#### Document extract:

┏━━

To activate the new environment log-out and log-in again. You now can use micromamba in the login and compute nodes, including the auto-completion feature.

Managing environments

As an example we consider the creation and use of an environment for R jobs. The command,

$ micromamba create --name R-project

creates an environment named R-project. The environment is activated with the command

$ micromamba activate R-project

anywhere in the file system.

Next, install the base R environment package that contains the R program, and any R packages required by the project. To install packages, first ensure that the R-project environment is active, and then install any package with the command

$ micromamba install <package_name>

all the required packages. Quite often, the channel where Conda should first look for the package must also be specified. Using the syntax

$ micromamba install --chanell <chanell_1> --channels <chanell_2> <package_name>

channels are listed in a series of --channel <channel_name> entries and the channels are searched in the order they appear. Using the syntax

$ micromamba install <chanell>::<package_name>

packages are searched in the specified channel only. Available packages can be found by searching the conda-forge channel.

For instance, the basic functionality of the R software environment is contained in the r-base package. Calling

micromamba install --channel conda-forge r-base

or

micromamba install conda-forge::r-base

will install all the components required to run standalone R scripts. More involved scripts use functionality defined in various packages. The R packages are prepended with a prefix 'r-'. Thus, plm becomes r-plm and so on. After all the required packages have been installed, the environment is ready for use.

Packages in the conda-forge channel come with instructions for their installation. Quite often the channel is specified in the installation instructions, conda-forge::<package name> or even -c conda-forge or --channel conda-forge. While the Micromamba installer sets-up conda-forge as the default channel, latter modification in ~/.condarc may change the channel priority. Thus it is a good practice to explicitly specify the source channel when installing a package.

After work in an environment is complete, deactivate the environment,

$ micromamba deactivate

to ensure that it does not interfere with any other operations. In contrast to modules, Conda is designed to operate with a single environment active at a time. Create one environment for each project, and Conda will ensure that any package that is shared between multiple environments is installed once.

Micromamba supports almost all the subcommands of Conda. For more details see the official documentation.

Using environments in submission scripts

Since all computationally heavy operations must be performed in compute nodes, Conda environments are also used in jobs submitted to the queuing system. You can activate and deactivate environment in various sections of your script.

Returning to the R example, a submission script running a single core R job can use the R-project_name environment as follows:

#SBATCH --job-name R-test-job
#SBATCH --nodes 1
#SBATCH --ntasks-per-node 1
#SBATCH --cpus-per-task 1
#SBATCH --time=0-02:00:00
#SBATCH --partition batch
#SBATCH --qos normal

micromamba activate R-project

echo "Launched at $(date)"
echo "Job ID: ${SLURM_JOBID}"
echo "Node list: ${SLURM_NODELIST}"
echo "Submit dir.: ${SLURM_SUBMIT_DIR}"
echo "Numb. of cores: ${SLURM_CPUS_PER_TASK}"

export SRUN_CPUS_PER_TASK="${SLURM_CPUS_PER_TASK}"
export OMP_NUM_THREADS=1
srun Rscript --no-save --no-restore script.R

micromamba deactivate

Environment activations in Conda are stacked, and unlike modules, only one environment is active at a time with the rest being pushed down the stack. Consider the following script excerpt.

# Initialization code

micromabma activate python-project

# Code to run a simulation and generate output with Python

micromabma activate R-project

# Code to perform statistical analysis and ploting with R

micromamba deactivate

# Code to save data with Python

These script creates the following environment stack.

┗━━

#### Stated goal 1:
State how many lines of the records below contain the string "sign".

#### Records to use:
┏━━

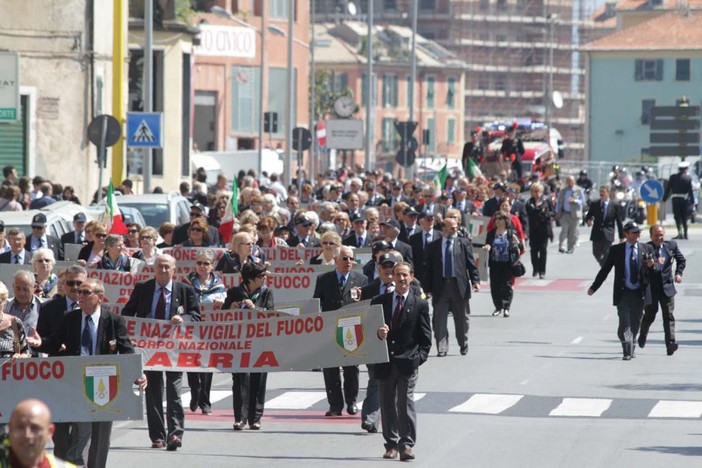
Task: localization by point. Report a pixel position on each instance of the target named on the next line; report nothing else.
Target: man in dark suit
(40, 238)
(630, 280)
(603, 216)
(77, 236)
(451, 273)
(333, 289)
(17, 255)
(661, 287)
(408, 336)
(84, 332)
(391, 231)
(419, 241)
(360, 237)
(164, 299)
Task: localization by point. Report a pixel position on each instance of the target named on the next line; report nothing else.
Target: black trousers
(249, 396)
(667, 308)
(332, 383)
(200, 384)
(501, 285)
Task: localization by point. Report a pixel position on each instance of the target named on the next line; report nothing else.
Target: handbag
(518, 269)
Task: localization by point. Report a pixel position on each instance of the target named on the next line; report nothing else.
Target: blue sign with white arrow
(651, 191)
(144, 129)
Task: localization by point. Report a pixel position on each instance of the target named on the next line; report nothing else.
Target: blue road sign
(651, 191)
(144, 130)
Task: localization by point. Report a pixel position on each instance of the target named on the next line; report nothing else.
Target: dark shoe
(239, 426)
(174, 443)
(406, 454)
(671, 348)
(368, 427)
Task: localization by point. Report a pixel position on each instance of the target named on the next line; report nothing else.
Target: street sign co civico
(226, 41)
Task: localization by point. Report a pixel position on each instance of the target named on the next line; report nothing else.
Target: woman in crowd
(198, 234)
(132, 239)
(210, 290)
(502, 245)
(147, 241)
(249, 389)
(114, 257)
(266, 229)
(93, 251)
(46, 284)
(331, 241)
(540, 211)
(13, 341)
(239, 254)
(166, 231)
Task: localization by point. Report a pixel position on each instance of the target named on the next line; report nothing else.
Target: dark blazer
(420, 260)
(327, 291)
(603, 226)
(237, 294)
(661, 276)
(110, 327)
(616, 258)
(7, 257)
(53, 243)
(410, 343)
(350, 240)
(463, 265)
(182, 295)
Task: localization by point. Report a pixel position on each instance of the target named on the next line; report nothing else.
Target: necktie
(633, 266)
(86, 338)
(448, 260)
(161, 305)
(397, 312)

┗━━
┏━━

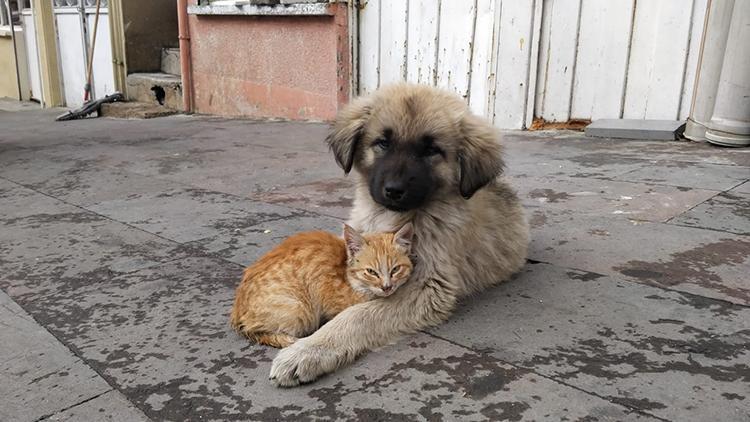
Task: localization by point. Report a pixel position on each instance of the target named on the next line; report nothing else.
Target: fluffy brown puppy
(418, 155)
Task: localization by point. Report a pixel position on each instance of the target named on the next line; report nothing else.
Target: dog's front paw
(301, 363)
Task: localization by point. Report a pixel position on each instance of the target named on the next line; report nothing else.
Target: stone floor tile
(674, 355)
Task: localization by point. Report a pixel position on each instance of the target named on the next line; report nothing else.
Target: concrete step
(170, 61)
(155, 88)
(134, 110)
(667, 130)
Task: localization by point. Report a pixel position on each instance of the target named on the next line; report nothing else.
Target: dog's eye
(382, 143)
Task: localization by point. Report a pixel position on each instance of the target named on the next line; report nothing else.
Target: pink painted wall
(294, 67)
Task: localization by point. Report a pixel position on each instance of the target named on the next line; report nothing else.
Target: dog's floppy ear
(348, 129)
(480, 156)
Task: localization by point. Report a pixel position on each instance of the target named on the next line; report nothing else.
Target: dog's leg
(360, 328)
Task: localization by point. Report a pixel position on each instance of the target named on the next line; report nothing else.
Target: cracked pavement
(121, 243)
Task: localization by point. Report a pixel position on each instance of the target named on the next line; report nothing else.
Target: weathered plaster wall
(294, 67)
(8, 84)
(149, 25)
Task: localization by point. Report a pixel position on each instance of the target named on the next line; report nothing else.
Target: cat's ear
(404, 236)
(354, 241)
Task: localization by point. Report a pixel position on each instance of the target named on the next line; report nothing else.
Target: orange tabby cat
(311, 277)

┗━━

#### Stated goal 2:
Summarize the passage on micromamba environments in two sentences.

#### Exercise output 1:
3

#### Exercise output 2:
Micromamba environments are created with micromamba create, activated with micromamba activate, filled with packages through micromamba install (explicitly naming a source channel such as conda-forge is good practice), and deactivated with micromamba deactivate when work is complete. Environments can also be activated and deactivated inside job submission scripts, and Conda keeps only one environment active at a time, with other activations pushed down a stack.